**Your objective:**
Every entry below should be printed exactly.

**Material supplied:**
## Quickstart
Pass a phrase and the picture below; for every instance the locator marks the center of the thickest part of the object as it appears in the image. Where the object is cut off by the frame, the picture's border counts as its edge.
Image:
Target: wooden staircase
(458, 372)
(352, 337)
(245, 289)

**Completed exercise:**
## Quickstart
Pass a phrase and the picture below; for every instance the locator marks the center of the thickest part of the object as it appears in the image. Where the object is cut off by the frame, the picture's border counts as its edge.
Image:
Target: wooden staircase
(458, 372)
(352, 337)
(245, 289)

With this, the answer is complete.